Stored dataset items:
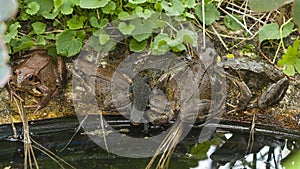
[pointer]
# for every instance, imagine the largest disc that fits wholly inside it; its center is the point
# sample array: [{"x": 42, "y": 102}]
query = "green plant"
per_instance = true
[
  {"x": 7, "y": 9},
  {"x": 52, "y": 23},
  {"x": 291, "y": 59}
]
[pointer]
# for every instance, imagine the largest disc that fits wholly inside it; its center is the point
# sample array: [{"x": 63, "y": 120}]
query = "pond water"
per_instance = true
[{"x": 227, "y": 147}]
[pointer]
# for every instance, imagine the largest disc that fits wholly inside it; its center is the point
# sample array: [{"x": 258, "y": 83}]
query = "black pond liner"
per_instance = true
[{"x": 82, "y": 152}]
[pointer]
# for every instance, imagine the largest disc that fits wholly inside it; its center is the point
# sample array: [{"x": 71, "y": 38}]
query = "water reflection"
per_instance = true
[{"x": 226, "y": 149}]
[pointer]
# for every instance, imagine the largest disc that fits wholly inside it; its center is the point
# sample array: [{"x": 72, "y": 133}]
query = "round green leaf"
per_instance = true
[
  {"x": 136, "y": 46},
  {"x": 126, "y": 29},
  {"x": 69, "y": 42},
  {"x": 137, "y": 1},
  {"x": 211, "y": 13},
  {"x": 109, "y": 8},
  {"x": 175, "y": 8},
  {"x": 103, "y": 38},
  {"x": 41, "y": 40},
  {"x": 188, "y": 36},
  {"x": 231, "y": 23},
  {"x": 76, "y": 22},
  {"x": 38, "y": 27},
  {"x": 32, "y": 8},
  {"x": 12, "y": 32},
  {"x": 8, "y": 8}
]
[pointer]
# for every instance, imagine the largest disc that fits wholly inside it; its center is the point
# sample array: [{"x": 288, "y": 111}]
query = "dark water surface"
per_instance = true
[{"x": 227, "y": 147}]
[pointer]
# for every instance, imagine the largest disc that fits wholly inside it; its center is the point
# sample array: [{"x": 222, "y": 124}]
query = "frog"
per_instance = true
[
  {"x": 249, "y": 76},
  {"x": 36, "y": 73}
]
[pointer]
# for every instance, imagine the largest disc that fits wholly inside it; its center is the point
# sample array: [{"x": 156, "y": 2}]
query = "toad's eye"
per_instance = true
[{"x": 33, "y": 78}]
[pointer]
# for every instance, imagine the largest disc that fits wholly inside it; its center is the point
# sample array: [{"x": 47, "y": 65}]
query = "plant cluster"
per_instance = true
[
  {"x": 61, "y": 26},
  {"x": 290, "y": 61}
]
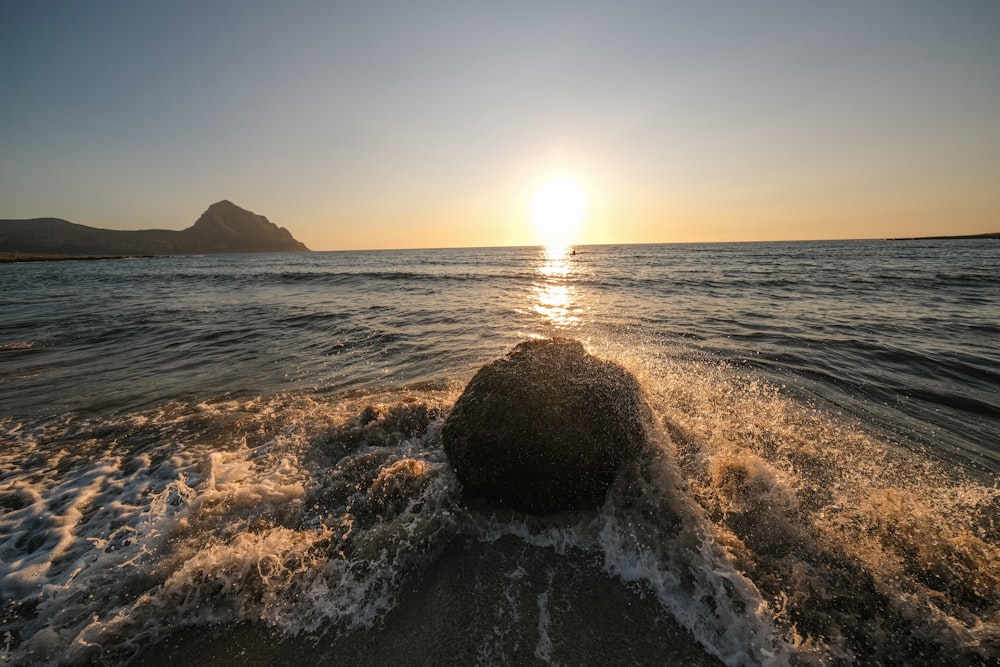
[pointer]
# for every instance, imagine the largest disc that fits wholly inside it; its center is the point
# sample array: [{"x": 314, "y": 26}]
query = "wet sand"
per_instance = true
[{"x": 501, "y": 603}]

▸ What to work on
All of the lines above should be retyped precisely, apart from the pictures.

▸ Solution
[pointer]
# for every instance, imagine the largest disc that fits wholly inside it; its center is the point
# sample array: [{"x": 42, "y": 102}]
query = "green plant"
per_instance = true
[
  {"x": 7, "y": 9},
  {"x": 52, "y": 23},
  {"x": 291, "y": 59}
]
[pointer]
# for every instance, imagine the largest disc that fits wholly inside it; its center is the point
# sample array: [{"x": 63, "y": 120}]
query = "pond water"
per_instance = true
[{"x": 227, "y": 147}]
[pointer]
# for every instance, imagine the largest disc that fits wholly inside it; its center is the point
# sample array: [{"x": 258, "y": 83}]
query = "black pond liner"
per_instance = true
[{"x": 82, "y": 152}]
[pointer]
# for every instance, imagine the largest disc that fits wholly inside it; its center is the point
# sample array: [{"x": 71, "y": 38}]
query = "water reflection"
per_instance = true
[{"x": 226, "y": 149}]
[pointer]
# for every instance, imagine the largest disc that fits wholly inside it; its center is the point
# sample array: [{"x": 72, "y": 133}]
query = "round green leaf"
per_instance = true
[
  {"x": 136, "y": 46},
  {"x": 126, "y": 29},
  {"x": 69, "y": 42},
  {"x": 137, "y": 1},
  {"x": 211, "y": 13},
  {"x": 109, "y": 8},
  {"x": 175, "y": 8},
  {"x": 103, "y": 38},
  {"x": 41, "y": 40},
  {"x": 188, "y": 36},
  {"x": 231, "y": 23},
  {"x": 76, "y": 22},
  {"x": 38, "y": 27},
  {"x": 32, "y": 8},
  {"x": 12, "y": 32},
  {"x": 8, "y": 8}
]
[pointer]
# for every instance, imagine the largest disc that fits wholly inside it; its center is the point
# sample array: [{"x": 288, "y": 111}]
query = "dark water surface"
per_instance = true
[{"x": 227, "y": 147}]
[pointer]
# for every instance, imagine the largest disc that fits wholly inside it; its center is the point
# sample array: [{"x": 222, "y": 124}]
query = "frog"
per_instance = true
[
  {"x": 249, "y": 76},
  {"x": 36, "y": 73}
]
[pointer]
# for every instance, imagine the largest disc that fits wholly inside it; its center is the point
# sample array: [{"x": 156, "y": 2}]
query = "toad's eye"
per_instance = true
[{"x": 33, "y": 78}]
[pointer]
# for every instance, imagine the largest disc that fits wholly inside it; its center is the point
# sample array: [{"x": 47, "y": 65}]
query = "plant cluster"
per_instance = true
[
  {"x": 61, "y": 26},
  {"x": 290, "y": 61}
]
[pointer]
# for every instance, imagine the largest disc that fits wholly inside it; its center is the point
# sample array: [{"x": 314, "y": 26}]
query = "wet sand"
per_instance = true
[{"x": 501, "y": 603}]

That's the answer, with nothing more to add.